#### [DATA SHOWN]

---

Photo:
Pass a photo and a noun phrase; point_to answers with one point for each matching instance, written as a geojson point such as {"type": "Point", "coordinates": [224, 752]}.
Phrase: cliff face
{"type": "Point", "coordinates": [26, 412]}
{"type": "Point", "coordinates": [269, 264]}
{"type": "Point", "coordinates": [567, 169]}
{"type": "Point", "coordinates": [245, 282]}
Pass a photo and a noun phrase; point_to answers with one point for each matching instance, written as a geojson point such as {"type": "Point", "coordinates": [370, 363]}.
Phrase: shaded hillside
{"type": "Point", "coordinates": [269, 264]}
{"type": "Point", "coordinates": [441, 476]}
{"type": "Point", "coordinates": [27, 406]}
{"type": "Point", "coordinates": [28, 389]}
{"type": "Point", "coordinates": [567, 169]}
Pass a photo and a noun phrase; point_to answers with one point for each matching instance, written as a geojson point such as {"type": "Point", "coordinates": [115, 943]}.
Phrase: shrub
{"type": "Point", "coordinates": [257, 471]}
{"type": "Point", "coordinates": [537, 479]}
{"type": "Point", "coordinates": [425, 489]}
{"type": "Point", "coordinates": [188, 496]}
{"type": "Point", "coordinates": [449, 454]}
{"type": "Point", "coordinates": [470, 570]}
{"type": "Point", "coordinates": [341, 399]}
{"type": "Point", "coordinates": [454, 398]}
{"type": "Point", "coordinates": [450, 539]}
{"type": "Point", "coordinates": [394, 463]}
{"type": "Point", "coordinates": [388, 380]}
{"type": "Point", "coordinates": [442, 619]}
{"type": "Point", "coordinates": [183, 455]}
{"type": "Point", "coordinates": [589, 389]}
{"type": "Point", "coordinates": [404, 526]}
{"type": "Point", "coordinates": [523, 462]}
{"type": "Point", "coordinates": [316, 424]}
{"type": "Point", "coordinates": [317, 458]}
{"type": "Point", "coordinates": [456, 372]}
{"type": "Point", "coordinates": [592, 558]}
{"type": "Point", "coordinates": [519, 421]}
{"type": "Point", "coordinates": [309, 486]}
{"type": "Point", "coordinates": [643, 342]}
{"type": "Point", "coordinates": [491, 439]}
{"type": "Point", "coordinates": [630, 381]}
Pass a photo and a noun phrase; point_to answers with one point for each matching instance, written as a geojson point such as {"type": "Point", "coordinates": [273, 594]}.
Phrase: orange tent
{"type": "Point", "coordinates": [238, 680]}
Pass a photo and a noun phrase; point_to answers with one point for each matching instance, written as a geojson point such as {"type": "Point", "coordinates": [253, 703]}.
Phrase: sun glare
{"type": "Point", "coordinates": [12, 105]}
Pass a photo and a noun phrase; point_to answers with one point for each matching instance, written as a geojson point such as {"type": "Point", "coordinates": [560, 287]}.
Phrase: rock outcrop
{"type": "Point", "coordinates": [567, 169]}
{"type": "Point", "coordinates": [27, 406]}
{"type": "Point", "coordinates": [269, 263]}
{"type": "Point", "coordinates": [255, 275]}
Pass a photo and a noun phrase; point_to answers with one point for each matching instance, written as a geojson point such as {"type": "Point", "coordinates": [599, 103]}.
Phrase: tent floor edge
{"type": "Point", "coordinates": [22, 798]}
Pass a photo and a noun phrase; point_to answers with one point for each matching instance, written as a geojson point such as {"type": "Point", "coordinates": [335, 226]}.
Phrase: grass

---

Starting with the first line, give back the whole listing exactly.

#### [ANSWER FOR THIS EXERCISE]
Photo:
Pass a photo and a noun phrase; point_to answers with one point for each matching instance, written as a geojson point such as {"type": "Point", "coordinates": [224, 752]}.
Phrase: cliff face
{"type": "Point", "coordinates": [26, 412]}
{"type": "Point", "coordinates": [269, 264]}
{"type": "Point", "coordinates": [567, 169]}
{"type": "Point", "coordinates": [245, 282]}
Pass a photo and a noun phrase; point_to answers with one point for each matching instance, written as a geojson point such as {"type": "Point", "coordinates": [370, 363]}.
Phrase: shaded hillside
{"type": "Point", "coordinates": [269, 264]}
{"type": "Point", "coordinates": [441, 476]}
{"type": "Point", "coordinates": [27, 406]}
{"type": "Point", "coordinates": [28, 389]}
{"type": "Point", "coordinates": [567, 169]}
Pass a photo and a noun phrase; point_to answers with one point for each matching instance, written as a geojson point such as {"type": "Point", "coordinates": [115, 943]}.
Phrase: shrub
{"type": "Point", "coordinates": [257, 471]}
{"type": "Point", "coordinates": [537, 479]}
{"type": "Point", "coordinates": [425, 489]}
{"type": "Point", "coordinates": [188, 496]}
{"type": "Point", "coordinates": [449, 454]}
{"type": "Point", "coordinates": [470, 570]}
{"type": "Point", "coordinates": [341, 399]}
{"type": "Point", "coordinates": [454, 398]}
{"type": "Point", "coordinates": [450, 539]}
{"type": "Point", "coordinates": [394, 463]}
{"type": "Point", "coordinates": [388, 380]}
{"type": "Point", "coordinates": [442, 619]}
{"type": "Point", "coordinates": [183, 455]}
{"type": "Point", "coordinates": [589, 389]}
{"type": "Point", "coordinates": [404, 526]}
{"type": "Point", "coordinates": [523, 462]}
{"type": "Point", "coordinates": [316, 424]}
{"type": "Point", "coordinates": [317, 458]}
{"type": "Point", "coordinates": [456, 372]}
{"type": "Point", "coordinates": [592, 558]}
{"type": "Point", "coordinates": [519, 421]}
{"type": "Point", "coordinates": [309, 486]}
{"type": "Point", "coordinates": [643, 342]}
{"type": "Point", "coordinates": [491, 439]}
{"type": "Point", "coordinates": [630, 381]}
Pass a photo and a noun phrase; point_to answers with one point for each matching instance, written as a geojson point such as {"type": "Point", "coordinates": [273, 594]}.
Phrase: orange tent
{"type": "Point", "coordinates": [238, 680]}
Pass a photo and a noun phrase; point_to answers with one point for each matching instance, written as a geojson point such as {"type": "Point", "coordinates": [253, 703]}.
Phrase: sun glare
{"type": "Point", "coordinates": [12, 105]}
Pass a photo and a noun phrase; point_to answers with one point for each matching instance, written as a geojson point such as {"type": "Point", "coordinates": [560, 287]}.
Phrase: rock outcrop
{"type": "Point", "coordinates": [567, 169]}
{"type": "Point", "coordinates": [27, 406]}
{"type": "Point", "coordinates": [269, 263]}
{"type": "Point", "coordinates": [255, 275]}
Pass a photo and a noun phrase; point_to answers with one point for each matching instance, written as a geojson point such as {"type": "Point", "coordinates": [599, 103]}.
Phrase: tent floor edge
{"type": "Point", "coordinates": [22, 798]}
Pass a photo and a noun phrase; point_to answers with one point for each matching instance, written as a geojson point such as {"type": "Point", "coordinates": [335, 226]}.
Phrase: grass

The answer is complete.